§ **Available records**

□ □ □

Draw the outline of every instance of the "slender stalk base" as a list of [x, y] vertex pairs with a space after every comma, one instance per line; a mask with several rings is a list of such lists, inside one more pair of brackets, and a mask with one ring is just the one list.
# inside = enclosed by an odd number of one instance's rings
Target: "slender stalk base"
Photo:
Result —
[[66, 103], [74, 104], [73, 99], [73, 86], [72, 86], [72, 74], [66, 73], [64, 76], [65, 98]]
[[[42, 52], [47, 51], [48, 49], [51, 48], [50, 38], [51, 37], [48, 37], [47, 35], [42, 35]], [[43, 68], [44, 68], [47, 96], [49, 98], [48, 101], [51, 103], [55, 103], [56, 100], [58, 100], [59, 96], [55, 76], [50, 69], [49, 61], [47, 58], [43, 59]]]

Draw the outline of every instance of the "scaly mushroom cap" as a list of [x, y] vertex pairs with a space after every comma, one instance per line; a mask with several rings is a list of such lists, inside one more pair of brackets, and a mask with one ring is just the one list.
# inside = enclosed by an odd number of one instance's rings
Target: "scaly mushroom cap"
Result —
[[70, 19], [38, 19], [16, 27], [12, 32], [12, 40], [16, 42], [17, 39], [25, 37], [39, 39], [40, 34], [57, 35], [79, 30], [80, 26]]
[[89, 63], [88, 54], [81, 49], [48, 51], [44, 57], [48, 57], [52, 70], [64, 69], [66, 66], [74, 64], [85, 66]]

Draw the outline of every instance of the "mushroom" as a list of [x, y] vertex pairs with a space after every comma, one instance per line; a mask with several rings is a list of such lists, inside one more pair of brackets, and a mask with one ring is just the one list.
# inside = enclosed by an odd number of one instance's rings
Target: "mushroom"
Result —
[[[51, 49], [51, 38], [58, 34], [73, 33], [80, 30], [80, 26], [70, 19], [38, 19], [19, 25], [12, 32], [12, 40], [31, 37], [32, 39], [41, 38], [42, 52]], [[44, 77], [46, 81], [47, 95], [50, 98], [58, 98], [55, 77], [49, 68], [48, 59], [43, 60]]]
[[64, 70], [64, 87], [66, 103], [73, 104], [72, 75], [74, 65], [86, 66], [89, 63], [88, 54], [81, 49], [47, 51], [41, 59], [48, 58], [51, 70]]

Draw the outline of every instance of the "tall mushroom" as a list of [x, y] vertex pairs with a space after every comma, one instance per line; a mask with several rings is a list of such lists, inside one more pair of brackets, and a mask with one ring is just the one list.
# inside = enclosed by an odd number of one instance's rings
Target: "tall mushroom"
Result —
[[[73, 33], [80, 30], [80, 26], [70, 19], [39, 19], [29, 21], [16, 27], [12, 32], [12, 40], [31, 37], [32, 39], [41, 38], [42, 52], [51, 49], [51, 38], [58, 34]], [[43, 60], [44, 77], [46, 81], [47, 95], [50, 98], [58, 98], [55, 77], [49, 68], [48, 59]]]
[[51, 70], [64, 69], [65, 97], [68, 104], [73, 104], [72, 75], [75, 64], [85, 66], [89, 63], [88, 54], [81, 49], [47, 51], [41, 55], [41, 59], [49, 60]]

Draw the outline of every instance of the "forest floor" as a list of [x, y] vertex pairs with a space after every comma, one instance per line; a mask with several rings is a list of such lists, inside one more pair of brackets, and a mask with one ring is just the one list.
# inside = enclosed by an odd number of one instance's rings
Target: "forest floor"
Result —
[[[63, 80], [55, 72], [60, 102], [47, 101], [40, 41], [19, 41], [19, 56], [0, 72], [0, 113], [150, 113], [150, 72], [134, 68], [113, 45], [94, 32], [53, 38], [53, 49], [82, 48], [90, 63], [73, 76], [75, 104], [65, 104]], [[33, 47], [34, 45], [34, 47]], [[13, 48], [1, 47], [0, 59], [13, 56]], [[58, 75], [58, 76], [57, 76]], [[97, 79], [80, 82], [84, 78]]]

□ □ □

Return every line of the listing above word for word, with nothing changed.

§ **Right answer**
Draw the outline of every instance of the "slender stalk base" as a list of [x, y] vertex pairs with a space after every comma, one instance per line; a mask with several rings is a list of such lists, inside one more pair of brackets, and a mask with one ring is just the one list.
# inside = enclosed by an odd number of one instance's rings
Target: "slender stalk base"
Photo:
Result —
[[66, 103], [74, 104], [73, 99], [73, 86], [72, 86], [72, 74], [66, 73], [64, 76], [65, 98]]
[[[42, 52], [47, 51], [48, 49], [51, 48], [50, 38], [51, 37], [48, 37], [47, 35], [42, 35]], [[43, 68], [44, 68], [47, 96], [49, 98], [48, 101], [51, 103], [55, 103], [56, 100], [58, 100], [59, 96], [55, 76], [50, 69], [49, 61], [47, 58], [43, 59]]]

Draw the outline of every instance of the "scaly mushroom cap" as a list of [x, y] vertex pairs with a space after every comma, one instance per line; a mask with several rings is a list of such lists, inside one more pair of brackets, and a mask with one ring is just the one list.
# inside = enclosed by an odd number of one instance's rings
Target: "scaly mushroom cap"
Result —
[[70, 19], [38, 19], [16, 27], [12, 32], [12, 40], [16, 42], [17, 39], [25, 37], [39, 39], [40, 34], [57, 35], [79, 30], [80, 26]]
[[89, 63], [88, 54], [81, 49], [48, 51], [44, 57], [48, 57], [52, 70], [64, 69], [66, 66], [74, 64], [85, 66]]

Draw the outline of every instance of the "mushroom" as a list of [x, y] vertex pairs with a space after every comma, one instance per line; a mask with several rings is a list of such lists, inside one more pair of brackets, and a mask with one ring is just the one list.
# inside = enclosed by an odd number of one instance's rings
Target: "mushroom"
Result —
[[[51, 49], [51, 38], [58, 34], [73, 33], [80, 30], [80, 26], [70, 19], [38, 19], [19, 25], [12, 32], [12, 40], [31, 37], [32, 39], [41, 38], [42, 52]], [[44, 77], [46, 81], [47, 95], [50, 98], [58, 98], [55, 77], [49, 68], [48, 59], [43, 60]]]
[[64, 70], [64, 87], [66, 103], [73, 104], [72, 75], [74, 65], [86, 66], [89, 63], [88, 54], [81, 49], [47, 51], [41, 59], [48, 58], [51, 70]]

Draw the outline of every instance of the "tall mushroom" as a list of [x, y] vertex pairs with a space after every comma, one instance per line; a mask with several rings is a list of such lists, inside one more pair of brackets, and a mask with one ring is just the one list.
# inside = enclosed by an odd number of one instance's rings
Target: "tall mushroom"
Result —
[[[73, 33], [80, 30], [80, 26], [70, 19], [39, 19], [29, 21], [16, 27], [12, 32], [12, 40], [31, 37], [32, 39], [41, 38], [42, 52], [51, 49], [51, 38], [58, 34]], [[43, 60], [44, 77], [46, 81], [47, 95], [50, 98], [58, 98], [55, 77], [49, 68], [48, 59]]]
[[51, 70], [64, 69], [65, 97], [68, 104], [73, 104], [72, 75], [75, 64], [85, 66], [89, 63], [88, 54], [81, 49], [47, 51], [41, 55], [41, 59], [49, 60]]

Draw the outline of every instance of the "forest floor" as a list of [x, y] vertex pairs with a space after every comma, one instance per line; a mask with several rings is a list of such lists, inside one more pair of brackets, and a mask with one ring is just the one list.
# inside = enclosed by an odd number of one instance's rings
Target: "forest floor"
Result —
[[[63, 80], [55, 72], [60, 102], [47, 101], [40, 41], [19, 41], [19, 56], [0, 72], [0, 113], [150, 113], [150, 72], [134, 68], [113, 45], [94, 32], [53, 38], [53, 49], [82, 48], [90, 63], [73, 76], [75, 104], [65, 104]], [[33, 47], [34, 45], [34, 47]], [[13, 48], [1, 47], [0, 59], [13, 56]], [[58, 75], [58, 76], [57, 76]], [[97, 79], [80, 82], [84, 78]]]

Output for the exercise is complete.